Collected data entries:

--

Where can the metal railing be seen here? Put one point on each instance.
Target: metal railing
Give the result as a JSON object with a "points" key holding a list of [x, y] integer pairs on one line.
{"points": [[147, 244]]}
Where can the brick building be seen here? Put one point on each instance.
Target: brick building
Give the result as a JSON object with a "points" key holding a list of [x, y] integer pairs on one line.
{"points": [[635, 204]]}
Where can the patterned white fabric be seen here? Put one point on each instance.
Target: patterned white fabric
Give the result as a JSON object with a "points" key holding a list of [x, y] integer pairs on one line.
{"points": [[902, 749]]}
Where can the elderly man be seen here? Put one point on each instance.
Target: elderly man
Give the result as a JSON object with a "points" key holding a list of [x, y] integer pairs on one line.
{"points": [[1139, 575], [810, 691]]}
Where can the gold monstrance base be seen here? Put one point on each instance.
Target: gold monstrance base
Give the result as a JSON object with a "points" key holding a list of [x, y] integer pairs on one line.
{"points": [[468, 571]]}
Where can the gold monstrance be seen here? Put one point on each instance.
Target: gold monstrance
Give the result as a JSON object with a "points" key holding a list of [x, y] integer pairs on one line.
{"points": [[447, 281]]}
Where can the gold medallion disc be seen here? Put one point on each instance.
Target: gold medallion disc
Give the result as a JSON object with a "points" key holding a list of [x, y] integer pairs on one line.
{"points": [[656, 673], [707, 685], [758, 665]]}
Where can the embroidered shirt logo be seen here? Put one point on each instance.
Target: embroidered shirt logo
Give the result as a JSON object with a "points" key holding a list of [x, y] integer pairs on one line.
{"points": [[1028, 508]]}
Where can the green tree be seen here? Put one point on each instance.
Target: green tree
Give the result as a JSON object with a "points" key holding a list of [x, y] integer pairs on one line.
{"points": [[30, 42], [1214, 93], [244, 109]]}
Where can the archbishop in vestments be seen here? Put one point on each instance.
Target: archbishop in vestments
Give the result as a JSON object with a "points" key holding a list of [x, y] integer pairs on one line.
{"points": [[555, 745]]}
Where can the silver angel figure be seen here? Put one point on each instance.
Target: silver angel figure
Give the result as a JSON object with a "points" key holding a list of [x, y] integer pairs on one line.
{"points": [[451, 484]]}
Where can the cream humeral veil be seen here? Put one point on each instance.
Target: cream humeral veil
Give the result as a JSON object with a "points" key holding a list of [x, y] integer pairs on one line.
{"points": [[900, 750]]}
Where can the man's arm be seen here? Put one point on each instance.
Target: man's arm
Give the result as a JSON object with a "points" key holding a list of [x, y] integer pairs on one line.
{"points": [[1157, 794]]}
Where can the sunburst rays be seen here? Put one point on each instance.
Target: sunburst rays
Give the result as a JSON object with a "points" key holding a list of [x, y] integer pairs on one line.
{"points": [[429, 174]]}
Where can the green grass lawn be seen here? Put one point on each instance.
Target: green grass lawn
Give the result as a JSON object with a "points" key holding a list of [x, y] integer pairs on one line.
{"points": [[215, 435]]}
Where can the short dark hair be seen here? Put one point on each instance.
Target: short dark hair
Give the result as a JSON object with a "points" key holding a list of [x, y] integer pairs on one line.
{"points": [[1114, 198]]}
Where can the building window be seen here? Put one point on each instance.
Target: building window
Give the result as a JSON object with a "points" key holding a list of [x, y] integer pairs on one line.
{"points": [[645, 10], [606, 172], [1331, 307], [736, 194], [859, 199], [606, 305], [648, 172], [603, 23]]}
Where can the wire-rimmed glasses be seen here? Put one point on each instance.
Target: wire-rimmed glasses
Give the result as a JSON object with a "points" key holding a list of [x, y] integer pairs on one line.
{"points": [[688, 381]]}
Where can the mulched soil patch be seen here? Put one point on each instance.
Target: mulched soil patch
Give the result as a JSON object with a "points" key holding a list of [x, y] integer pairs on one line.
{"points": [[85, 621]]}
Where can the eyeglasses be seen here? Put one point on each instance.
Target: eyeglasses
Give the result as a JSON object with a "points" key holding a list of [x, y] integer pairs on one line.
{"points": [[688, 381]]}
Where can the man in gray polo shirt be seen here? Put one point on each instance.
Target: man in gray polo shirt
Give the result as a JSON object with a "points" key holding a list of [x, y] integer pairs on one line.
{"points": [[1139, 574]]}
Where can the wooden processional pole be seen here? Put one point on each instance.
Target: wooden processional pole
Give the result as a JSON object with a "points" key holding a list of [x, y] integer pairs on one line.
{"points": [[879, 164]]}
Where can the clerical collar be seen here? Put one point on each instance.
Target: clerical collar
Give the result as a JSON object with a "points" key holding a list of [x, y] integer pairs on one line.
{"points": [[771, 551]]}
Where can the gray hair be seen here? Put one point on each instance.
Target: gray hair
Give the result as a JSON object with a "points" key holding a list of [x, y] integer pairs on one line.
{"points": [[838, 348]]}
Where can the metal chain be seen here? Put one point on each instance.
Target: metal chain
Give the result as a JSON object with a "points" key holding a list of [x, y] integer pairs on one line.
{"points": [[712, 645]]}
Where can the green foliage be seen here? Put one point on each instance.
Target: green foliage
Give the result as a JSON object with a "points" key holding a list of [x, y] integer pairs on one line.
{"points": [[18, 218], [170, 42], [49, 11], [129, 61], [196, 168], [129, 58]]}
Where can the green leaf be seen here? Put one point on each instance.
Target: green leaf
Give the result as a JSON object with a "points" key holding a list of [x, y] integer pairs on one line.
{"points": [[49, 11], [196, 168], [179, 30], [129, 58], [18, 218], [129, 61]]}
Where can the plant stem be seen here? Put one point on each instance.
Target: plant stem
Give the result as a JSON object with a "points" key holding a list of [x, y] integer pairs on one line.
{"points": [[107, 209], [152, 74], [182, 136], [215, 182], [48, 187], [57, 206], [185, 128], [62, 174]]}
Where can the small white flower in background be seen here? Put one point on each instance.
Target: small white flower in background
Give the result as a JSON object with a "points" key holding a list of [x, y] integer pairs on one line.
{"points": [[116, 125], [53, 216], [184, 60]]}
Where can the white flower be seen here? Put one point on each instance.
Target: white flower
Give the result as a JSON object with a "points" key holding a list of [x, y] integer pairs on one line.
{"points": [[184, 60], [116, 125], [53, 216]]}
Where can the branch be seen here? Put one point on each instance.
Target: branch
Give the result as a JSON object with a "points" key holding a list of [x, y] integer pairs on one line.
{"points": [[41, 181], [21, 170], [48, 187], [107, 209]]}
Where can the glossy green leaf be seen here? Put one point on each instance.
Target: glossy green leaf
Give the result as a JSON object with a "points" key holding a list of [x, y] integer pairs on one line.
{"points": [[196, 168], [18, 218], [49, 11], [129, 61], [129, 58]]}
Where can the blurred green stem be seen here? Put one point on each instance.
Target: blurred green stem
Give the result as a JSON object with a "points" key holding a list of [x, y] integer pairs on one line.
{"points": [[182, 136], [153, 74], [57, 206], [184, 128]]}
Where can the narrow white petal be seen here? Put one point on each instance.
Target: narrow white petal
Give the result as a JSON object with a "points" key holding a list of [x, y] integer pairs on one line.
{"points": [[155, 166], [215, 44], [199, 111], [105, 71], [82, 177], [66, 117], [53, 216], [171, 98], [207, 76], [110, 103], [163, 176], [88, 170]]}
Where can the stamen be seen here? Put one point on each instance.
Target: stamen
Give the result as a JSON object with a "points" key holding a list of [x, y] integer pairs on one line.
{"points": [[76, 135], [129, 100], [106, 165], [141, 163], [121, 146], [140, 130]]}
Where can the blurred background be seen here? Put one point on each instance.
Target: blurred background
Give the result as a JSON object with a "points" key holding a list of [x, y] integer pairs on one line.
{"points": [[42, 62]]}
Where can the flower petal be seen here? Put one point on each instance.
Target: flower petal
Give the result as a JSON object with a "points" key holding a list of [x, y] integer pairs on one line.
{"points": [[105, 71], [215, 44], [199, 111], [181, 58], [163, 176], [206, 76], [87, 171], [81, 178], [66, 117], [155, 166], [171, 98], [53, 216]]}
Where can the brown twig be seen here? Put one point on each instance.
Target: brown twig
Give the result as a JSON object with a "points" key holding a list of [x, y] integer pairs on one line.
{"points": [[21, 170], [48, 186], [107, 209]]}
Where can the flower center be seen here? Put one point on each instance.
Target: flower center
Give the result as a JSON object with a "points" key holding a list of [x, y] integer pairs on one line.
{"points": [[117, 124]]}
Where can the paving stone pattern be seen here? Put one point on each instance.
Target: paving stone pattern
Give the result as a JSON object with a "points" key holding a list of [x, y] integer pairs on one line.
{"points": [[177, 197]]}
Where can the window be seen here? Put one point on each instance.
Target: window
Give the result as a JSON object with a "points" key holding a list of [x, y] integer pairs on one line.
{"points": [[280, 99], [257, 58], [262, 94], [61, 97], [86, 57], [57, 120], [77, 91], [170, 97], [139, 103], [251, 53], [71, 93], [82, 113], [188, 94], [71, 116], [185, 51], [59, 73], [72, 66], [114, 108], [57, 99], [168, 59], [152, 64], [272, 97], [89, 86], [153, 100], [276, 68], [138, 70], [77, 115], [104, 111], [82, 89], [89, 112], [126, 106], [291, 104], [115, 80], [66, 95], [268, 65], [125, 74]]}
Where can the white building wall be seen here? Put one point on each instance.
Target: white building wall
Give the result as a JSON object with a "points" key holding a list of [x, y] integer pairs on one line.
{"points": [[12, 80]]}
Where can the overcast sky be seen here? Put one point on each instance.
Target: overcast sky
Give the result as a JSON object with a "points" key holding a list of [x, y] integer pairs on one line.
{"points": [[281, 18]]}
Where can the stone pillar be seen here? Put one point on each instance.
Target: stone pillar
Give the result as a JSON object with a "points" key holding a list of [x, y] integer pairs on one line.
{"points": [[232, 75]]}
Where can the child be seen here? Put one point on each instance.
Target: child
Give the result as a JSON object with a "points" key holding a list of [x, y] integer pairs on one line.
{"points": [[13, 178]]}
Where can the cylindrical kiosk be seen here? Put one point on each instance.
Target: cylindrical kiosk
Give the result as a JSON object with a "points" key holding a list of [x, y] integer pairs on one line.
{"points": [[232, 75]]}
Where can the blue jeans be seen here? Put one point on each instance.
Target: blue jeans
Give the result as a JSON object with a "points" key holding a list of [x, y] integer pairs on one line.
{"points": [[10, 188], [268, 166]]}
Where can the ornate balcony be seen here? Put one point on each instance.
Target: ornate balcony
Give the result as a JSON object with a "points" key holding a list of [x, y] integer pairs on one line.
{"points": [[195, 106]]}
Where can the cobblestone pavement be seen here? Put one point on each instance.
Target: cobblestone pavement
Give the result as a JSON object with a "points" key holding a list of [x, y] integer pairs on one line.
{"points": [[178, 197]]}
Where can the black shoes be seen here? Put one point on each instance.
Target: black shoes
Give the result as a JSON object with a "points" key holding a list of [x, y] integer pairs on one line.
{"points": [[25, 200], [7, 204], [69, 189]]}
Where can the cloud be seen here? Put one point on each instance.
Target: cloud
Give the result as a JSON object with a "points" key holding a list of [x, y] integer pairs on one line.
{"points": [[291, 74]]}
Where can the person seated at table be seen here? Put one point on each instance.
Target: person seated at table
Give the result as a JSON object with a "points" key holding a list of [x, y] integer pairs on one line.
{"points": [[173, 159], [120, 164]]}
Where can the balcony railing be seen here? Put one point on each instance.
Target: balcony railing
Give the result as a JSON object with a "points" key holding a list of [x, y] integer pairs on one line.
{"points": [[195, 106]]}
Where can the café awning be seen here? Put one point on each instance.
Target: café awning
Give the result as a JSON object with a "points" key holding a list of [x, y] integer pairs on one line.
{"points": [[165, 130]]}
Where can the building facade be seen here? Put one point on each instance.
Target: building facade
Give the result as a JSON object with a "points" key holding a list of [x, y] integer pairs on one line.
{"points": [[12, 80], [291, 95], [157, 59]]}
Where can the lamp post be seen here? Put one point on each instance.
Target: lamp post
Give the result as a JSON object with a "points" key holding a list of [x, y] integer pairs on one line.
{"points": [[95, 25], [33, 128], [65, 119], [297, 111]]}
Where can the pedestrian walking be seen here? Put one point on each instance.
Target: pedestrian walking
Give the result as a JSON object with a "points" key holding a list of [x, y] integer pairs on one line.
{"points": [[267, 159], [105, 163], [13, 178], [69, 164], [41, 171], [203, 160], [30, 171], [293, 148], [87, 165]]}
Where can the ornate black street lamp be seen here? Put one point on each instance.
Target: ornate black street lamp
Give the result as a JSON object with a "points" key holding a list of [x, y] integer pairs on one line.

--

- [What the task asks]:
Filter by the word "black": copy every line of the data that holds it.

- [Response for this exercise]:
Where can the black shoes be seen here? Put one point on each instance.
Target: black shoes
Where can the ornate black street lamp be seen here? Put one point on each instance.
Target: ornate black street lamp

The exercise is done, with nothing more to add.